» Task to complete
Extract every line of the entries below and reproduce each one without any change.

» Records shown
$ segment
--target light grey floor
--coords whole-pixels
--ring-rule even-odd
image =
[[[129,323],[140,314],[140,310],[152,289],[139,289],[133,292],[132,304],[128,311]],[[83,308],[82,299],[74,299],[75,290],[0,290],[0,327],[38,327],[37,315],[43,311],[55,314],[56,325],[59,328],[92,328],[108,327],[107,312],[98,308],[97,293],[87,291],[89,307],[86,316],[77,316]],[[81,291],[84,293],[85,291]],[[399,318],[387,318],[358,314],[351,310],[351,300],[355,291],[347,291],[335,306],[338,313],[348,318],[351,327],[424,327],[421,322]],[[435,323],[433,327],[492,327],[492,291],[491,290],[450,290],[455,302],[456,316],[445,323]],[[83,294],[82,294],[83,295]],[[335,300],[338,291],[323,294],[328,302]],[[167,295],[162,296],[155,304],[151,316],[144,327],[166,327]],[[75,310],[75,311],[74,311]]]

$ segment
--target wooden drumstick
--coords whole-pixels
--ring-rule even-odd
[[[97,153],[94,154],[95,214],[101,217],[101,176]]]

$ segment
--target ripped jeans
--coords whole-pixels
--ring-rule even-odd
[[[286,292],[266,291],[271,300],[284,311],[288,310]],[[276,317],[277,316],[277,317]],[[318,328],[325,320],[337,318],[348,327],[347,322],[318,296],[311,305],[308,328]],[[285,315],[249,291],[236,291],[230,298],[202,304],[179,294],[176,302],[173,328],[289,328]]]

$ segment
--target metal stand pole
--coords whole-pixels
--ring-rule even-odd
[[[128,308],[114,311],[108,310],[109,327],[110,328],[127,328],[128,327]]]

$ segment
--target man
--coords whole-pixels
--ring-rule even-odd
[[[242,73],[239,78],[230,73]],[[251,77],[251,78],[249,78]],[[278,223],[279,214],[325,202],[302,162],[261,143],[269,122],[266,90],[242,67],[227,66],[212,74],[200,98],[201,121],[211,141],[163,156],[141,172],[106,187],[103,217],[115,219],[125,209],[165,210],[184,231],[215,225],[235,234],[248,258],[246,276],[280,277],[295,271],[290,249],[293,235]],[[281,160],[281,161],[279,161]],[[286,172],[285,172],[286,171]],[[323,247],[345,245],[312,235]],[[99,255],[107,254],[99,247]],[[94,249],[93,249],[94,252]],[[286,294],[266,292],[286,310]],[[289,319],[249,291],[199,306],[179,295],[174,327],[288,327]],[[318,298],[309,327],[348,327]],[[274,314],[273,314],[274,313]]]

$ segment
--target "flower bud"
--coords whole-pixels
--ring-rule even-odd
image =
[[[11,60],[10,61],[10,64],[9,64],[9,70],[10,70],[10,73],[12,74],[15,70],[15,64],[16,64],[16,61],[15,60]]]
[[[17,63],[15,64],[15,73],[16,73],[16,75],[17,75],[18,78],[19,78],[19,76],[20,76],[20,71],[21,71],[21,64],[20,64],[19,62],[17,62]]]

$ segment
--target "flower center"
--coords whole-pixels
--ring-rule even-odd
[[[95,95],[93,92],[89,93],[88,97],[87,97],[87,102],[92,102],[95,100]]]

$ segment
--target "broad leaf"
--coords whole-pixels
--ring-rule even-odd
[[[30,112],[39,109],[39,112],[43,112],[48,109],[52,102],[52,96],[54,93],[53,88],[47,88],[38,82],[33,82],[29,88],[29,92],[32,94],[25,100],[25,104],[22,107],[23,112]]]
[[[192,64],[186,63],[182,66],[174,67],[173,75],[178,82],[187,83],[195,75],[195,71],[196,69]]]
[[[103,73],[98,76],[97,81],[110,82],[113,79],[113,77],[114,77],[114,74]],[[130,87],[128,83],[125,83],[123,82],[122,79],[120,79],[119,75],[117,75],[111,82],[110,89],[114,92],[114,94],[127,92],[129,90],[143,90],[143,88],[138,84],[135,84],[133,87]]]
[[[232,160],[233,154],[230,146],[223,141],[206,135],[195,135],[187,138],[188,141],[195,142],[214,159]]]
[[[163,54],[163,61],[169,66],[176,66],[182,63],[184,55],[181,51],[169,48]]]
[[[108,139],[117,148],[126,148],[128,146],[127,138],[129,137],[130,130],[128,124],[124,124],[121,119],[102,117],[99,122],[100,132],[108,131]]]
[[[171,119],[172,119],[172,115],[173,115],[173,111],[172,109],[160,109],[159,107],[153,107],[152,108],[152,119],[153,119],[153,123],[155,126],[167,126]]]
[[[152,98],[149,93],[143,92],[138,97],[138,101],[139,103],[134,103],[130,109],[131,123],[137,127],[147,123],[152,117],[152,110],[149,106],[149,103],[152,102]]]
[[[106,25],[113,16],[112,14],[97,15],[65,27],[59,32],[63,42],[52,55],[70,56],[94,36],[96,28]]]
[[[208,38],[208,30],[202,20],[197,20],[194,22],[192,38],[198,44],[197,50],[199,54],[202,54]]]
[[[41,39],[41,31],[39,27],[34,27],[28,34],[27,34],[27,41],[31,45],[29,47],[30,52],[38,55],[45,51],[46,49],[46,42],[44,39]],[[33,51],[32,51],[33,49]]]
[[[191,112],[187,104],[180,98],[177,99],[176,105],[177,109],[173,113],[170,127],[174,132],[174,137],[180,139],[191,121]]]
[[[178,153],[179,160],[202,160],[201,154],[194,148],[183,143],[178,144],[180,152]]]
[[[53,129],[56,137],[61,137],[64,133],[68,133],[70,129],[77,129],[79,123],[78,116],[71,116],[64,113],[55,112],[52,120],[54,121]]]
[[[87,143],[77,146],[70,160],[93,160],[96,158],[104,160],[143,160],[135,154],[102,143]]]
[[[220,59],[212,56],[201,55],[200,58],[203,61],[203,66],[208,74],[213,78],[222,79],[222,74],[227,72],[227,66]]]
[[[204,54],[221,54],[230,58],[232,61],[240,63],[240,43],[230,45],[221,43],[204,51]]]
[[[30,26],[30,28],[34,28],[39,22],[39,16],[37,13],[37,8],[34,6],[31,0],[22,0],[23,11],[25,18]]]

» Solved exercise
$ segment
--target light grey floor
--coords whole-pixels
--ring-rule even-odd
image =
[[[129,323],[140,314],[140,310],[152,289],[139,289],[133,292],[132,304],[128,311]],[[83,308],[82,299],[74,299],[75,290],[0,290],[0,327],[38,327],[37,315],[43,311],[55,314],[56,325],[59,328],[92,328],[108,327],[107,312],[98,308],[97,293],[87,291],[89,307],[86,316],[77,316]],[[81,291],[84,293],[85,291]],[[399,318],[387,318],[358,314],[351,310],[351,300],[355,291],[347,291],[335,306],[338,313],[348,318],[351,327],[424,327],[421,322]],[[435,323],[433,327],[492,327],[492,291],[491,290],[450,290],[455,302],[456,316],[445,323]],[[83,294],[82,294],[83,295]],[[335,300],[338,291],[323,294],[328,302]],[[167,295],[162,296],[155,304],[151,316],[144,327],[166,327]],[[75,310],[75,311],[74,311]]]

$ segment
--target wooden drumstick
--coords whole-pixels
--ring-rule even-odd
[[[97,153],[94,154],[95,214],[101,217],[101,176]]]

$ segment
--target ripped jeans
--coords whole-pixels
--ring-rule even-odd
[[[286,292],[266,291],[271,300],[284,311],[288,310]],[[276,317],[277,316],[277,317]],[[318,328],[325,320],[337,318],[348,327],[347,322],[318,296],[311,305],[308,328]],[[285,315],[249,291],[236,291],[230,298],[202,304],[179,294],[176,302],[173,328],[289,328]]]

$ segment
--target metal stand pole
--coords whole-pixels
--ring-rule even-odd
[[[128,308],[114,311],[108,310],[109,327],[110,328],[127,328],[128,327]]]

$ segment
--target man
--coords whole-pixels
--ring-rule even-odd
[[[242,73],[239,78],[230,73]],[[251,77],[251,78],[249,78]],[[278,223],[279,214],[325,202],[302,162],[261,143],[269,122],[266,90],[242,67],[227,66],[212,74],[200,98],[201,121],[211,141],[163,156],[141,172],[106,187],[103,217],[115,219],[125,209],[165,210],[184,231],[215,225],[235,234],[248,258],[246,276],[280,277],[295,271],[290,249],[293,235]],[[281,160],[281,161],[279,161]],[[286,172],[285,172],[286,171]],[[323,247],[345,245],[312,235]],[[99,255],[107,254],[99,247]],[[94,249],[93,249],[94,252]],[[286,294],[266,292],[286,310]],[[289,319],[249,291],[199,306],[179,295],[174,327],[288,327]],[[318,298],[309,327],[348,327]],[[274,314],[273,314],[274,313]]]

$ segment
--target "flower bud"
--coords whole-pixels
--ring-rule even-odd
image =
[[[11,60],[10,61],[10,64],[9,64],[9,70],[10,70],[10,73],[12,74],[15,70],[15,64],[16,64],[16,61],[15,60]]]
[[[17,63],[15,64],[15,73],[16,73],[16,75],[17,75],[18,78],[19,78],[19,76],[20,76],[20,71],[21,71],[21,64],[20,64],[19,62],[17,62]]]

$ segment
--target "flower center"
--coords whole-pixels
--ring-rule even-odd
[[[95,95],[93,92],[89,93],[88,97],[87,97],[87,102],[92,102],[95,100]]]

$ segment
--target "broad leaf"
--coords whole-pixels
--ring-rule even-odd
[[[30,112],[39,109],[39,112],[43,112],[48,109],[52,102],[52,96],[54,93],[53,88],[47,88],[38,82],[33,82],[29,88],[29,92],[32,94],[25,100],[25,104],[22,107],[23,112]]]
[[[192,64],[186,63],[182,66],[174,67],[173,75],[178,82],[187,83],[195,75],[195,71],[196,69]]]
[[[103,73],[98,76],[97,81],[110,82],[113,79],[113,77],[114,77],[114,74]],[[130,87],[128,83],[125,83],[123,82],[122,79],[120,79],[119,75],[117,75],[111,82],[110,89],[114,92],[114,94],[127,92],[129,90],[143,90],[143,88],[138,84],[135,84],[133,87]]]
[[[232,160],[233,154],[230,146],[223,141],[206,135],[195,135],[187,138],[188,141],[195,142],[214,159]]]
[[[163,54],[163,61],[169,66],[176,66],[182,63],[184,55],[181,51],[169,48]]]
[[[108,139],[117,148],[126,148],[128,146],[127,138],[129,137],[130,130],[128,124],[124,124],[121,119],[102,117],[99,122],[100,132],[108,131]]]
[[[171,119],[172,119],[172,115],[173,115],[173,111],[172,109],[160,109],[159,107],[153,107],[152,108],[152,119],[153,119],[153,123],[155,126],[167,126]]]
[[[152,98],[149,93],[143,92],[138,97],[138,101],[139,103],[134,103],[130,109],[131,123],[137,127],[147,123],[152,117],[152,110],[149,106],[149,103],[152,102]]]
[[[106,25],[113,16],[112,14],[97,15],[65,27],[59,32],[63,42],[52,55],[70,56],[94,36],[96,28]]]
[[[208,38],[208,30],[202,20],[197,20],[194,22],[192,38],[198,44],[197,50],[199,54],[202,54]]]
[[[41,39],[41,31],[39,27],[34,27],[28,34],[27,34],[27,41],[31,45],[29,47],[30,52],[38,55],[45,51],[46,49],[46,42],[44,39]],[[33,51],[32,51],[33,49]]]
[[[191,112],[187,104],[180,98],[177,99],[176,105],[177,109],[173,113],[170,127],[174,132],[174,137],[180,139],[191,121]]]
[[[178,153],[179,160],[202,160],[201,154],[194,148],[183,143],[178,144],[180,152]]]
[[[53,129],[56,137],[61,137],[64,133],[68,133],[70,129],[77,129],[79,123],[78,116],[71,116],[64,113],[55,112],[52,120],[54,121]]]
[[[87,143],[77,146],[70,160],[93,160],[96,158],[104,160],[143,160],[135,154],[102,143]]]
[[[220,59],[212,56],[201,55],[200,58],[203,61],[203,66],[208,74],[213,78],[222,79],[222,74],[227,72],[227,66]]]
[[[204,54],[221,54],[230,58],[232,61],[240,63],[240,43],[230,45],[221,43],[204,51]]]
[[[30,26],[30,28],[34,28],[39,22],[39,16],[37,13],[37,8],[34,6],[31,0],[22,0],[23,11],[25,18]]]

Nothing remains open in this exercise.